# Your objective:
Take each line in the entries below that holds "railing" and show it.

[Opening Exercise material section]

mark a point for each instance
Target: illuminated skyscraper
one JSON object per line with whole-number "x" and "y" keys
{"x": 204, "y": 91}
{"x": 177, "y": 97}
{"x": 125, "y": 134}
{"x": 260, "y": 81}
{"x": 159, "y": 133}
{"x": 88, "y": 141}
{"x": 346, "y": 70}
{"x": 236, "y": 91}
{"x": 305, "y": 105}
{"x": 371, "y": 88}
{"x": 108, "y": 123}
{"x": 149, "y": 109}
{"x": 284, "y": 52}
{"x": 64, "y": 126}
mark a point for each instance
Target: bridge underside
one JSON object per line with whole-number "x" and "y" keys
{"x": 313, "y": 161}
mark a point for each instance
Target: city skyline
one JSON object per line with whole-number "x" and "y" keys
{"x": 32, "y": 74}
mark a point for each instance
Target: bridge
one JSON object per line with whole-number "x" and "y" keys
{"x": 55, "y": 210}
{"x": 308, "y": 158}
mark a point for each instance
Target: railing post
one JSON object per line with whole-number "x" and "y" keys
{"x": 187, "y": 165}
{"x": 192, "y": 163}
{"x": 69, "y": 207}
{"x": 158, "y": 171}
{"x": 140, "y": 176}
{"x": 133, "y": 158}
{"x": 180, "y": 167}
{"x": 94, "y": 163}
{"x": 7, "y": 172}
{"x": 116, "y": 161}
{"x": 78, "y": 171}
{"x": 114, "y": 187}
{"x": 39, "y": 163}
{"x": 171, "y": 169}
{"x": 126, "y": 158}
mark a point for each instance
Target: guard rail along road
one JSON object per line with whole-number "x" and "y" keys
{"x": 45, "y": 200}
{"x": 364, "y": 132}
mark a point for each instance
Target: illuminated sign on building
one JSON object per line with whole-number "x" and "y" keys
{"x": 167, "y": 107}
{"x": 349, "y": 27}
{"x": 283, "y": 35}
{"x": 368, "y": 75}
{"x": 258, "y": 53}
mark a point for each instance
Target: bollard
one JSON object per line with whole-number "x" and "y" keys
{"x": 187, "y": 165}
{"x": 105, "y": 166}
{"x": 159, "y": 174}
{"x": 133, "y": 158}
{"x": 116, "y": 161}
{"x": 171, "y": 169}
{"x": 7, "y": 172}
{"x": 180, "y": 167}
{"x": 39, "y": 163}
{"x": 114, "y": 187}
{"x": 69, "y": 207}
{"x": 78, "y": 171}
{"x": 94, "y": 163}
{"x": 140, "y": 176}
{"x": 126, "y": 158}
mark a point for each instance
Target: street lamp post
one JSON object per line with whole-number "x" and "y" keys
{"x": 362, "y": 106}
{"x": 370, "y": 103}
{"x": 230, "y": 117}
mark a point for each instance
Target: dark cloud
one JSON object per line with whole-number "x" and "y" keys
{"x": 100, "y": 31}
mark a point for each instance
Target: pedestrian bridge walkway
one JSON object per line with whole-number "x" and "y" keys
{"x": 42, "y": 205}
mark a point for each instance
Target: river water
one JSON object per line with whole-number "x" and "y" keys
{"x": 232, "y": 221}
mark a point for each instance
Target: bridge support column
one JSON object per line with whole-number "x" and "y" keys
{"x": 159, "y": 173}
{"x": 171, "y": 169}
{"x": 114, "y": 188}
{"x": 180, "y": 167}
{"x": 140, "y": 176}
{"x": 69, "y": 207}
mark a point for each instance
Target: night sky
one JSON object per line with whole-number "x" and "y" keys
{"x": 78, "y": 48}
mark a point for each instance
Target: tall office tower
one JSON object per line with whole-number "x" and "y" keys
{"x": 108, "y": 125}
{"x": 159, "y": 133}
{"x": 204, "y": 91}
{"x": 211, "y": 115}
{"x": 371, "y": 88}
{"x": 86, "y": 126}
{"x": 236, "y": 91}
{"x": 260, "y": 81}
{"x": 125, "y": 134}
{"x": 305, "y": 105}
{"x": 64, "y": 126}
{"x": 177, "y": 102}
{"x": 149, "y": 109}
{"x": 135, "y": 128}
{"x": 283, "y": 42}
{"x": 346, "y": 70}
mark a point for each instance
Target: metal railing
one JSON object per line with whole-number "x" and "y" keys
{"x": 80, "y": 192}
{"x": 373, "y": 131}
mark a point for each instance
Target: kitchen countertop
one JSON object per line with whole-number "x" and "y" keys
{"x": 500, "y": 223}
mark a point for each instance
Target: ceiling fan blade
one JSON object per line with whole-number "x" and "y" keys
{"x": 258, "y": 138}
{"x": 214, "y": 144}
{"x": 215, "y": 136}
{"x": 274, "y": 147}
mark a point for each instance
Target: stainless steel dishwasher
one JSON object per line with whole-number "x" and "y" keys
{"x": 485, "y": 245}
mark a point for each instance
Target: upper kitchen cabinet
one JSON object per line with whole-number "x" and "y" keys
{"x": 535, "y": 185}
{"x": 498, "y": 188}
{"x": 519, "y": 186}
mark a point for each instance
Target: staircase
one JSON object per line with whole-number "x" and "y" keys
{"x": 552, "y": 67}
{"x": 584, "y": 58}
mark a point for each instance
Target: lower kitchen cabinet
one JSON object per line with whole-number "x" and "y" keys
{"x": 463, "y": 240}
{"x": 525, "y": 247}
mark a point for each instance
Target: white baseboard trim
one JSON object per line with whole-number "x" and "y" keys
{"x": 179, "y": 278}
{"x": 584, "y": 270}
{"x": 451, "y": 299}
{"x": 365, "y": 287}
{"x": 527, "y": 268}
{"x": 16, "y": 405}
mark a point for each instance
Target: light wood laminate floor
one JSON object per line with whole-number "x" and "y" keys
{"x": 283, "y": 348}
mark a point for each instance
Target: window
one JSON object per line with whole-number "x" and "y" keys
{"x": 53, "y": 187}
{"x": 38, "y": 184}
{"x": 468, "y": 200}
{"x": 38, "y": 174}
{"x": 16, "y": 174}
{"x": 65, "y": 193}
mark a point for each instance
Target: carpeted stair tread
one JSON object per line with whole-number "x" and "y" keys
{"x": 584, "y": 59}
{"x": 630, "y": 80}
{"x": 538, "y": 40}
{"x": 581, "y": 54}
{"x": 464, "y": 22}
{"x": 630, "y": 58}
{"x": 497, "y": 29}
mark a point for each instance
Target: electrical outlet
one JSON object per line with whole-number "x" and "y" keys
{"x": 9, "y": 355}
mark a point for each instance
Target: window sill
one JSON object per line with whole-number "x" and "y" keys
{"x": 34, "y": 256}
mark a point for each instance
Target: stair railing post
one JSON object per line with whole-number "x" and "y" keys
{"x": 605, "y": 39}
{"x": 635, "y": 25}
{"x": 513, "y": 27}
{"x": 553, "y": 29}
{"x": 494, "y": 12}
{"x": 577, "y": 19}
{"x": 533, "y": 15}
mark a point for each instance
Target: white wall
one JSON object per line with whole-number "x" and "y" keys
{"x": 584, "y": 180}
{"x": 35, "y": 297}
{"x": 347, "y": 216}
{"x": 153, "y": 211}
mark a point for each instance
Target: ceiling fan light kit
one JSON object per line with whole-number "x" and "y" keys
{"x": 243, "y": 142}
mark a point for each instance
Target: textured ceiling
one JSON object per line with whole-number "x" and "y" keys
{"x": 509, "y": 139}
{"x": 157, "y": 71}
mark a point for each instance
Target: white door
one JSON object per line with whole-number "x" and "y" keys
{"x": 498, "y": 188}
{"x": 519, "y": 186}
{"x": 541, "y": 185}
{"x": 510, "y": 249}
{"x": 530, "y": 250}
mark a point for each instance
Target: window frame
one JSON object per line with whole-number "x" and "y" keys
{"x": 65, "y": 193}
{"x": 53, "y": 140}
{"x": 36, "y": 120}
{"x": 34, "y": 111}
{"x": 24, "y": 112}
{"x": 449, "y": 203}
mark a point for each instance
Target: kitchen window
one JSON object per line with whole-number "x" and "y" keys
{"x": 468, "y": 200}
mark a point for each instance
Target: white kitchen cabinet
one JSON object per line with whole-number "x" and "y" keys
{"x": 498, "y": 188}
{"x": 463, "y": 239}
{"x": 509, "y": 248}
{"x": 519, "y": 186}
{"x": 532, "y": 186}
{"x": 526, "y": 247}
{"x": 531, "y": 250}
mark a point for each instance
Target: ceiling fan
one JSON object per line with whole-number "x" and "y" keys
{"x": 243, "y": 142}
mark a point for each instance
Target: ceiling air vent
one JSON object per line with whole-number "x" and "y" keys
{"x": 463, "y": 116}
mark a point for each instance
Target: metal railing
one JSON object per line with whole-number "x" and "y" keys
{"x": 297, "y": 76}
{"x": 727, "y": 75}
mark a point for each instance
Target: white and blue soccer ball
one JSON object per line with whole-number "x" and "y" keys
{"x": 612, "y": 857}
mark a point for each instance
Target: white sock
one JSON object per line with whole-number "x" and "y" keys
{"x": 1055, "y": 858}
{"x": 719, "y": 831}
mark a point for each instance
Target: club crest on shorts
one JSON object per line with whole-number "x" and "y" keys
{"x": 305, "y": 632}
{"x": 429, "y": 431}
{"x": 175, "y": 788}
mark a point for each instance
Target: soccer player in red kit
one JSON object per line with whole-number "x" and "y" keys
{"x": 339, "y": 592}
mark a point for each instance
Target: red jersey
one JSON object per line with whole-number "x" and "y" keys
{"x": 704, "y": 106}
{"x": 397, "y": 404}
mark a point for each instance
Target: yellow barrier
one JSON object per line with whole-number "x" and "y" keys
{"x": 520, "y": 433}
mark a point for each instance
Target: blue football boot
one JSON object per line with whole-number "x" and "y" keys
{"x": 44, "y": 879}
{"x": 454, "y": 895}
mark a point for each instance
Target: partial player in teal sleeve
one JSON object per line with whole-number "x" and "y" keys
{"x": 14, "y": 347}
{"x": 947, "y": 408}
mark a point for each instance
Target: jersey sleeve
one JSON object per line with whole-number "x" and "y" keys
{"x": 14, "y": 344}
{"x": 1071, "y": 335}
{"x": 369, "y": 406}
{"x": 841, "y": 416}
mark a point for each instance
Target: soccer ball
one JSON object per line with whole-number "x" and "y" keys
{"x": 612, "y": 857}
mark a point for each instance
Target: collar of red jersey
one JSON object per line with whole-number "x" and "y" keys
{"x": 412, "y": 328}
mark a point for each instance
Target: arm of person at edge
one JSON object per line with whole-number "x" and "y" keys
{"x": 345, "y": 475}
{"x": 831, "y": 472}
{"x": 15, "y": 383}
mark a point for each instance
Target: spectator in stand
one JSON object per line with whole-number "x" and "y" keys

[Closing Exercise material section]

# Task response:
Target: railing post
Target: metal railing
Target: stair railing post
Target: metal railing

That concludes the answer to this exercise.